## WHAT IS REQUIRED
In the listing below, replace "striped shirt" with "denim jacket" and write out every line again with nothing else changed.
━━━━━━━━━━━━━━━━━━━━━━━━━━━━━━
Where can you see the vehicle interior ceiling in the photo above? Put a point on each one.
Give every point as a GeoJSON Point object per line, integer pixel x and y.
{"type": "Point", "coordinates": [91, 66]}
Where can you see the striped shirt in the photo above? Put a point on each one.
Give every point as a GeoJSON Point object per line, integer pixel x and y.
━━━━━━━━━━━━━━━━━━━━━━━━━━━━━━
## COMPLETE ANSWER
Where can you see the vehicle interior ceiling in the photo above? Put a point on each one.
Give every point as a GeoJSON Point object per line, integer pixel x and y.
{"type": "Point", "coordinates": [91, 66]}
Where can you see the denim jacket in the photo above? Put a point on each one.
Give every point as a GeoJSON Point object per line, integer pixel x and y.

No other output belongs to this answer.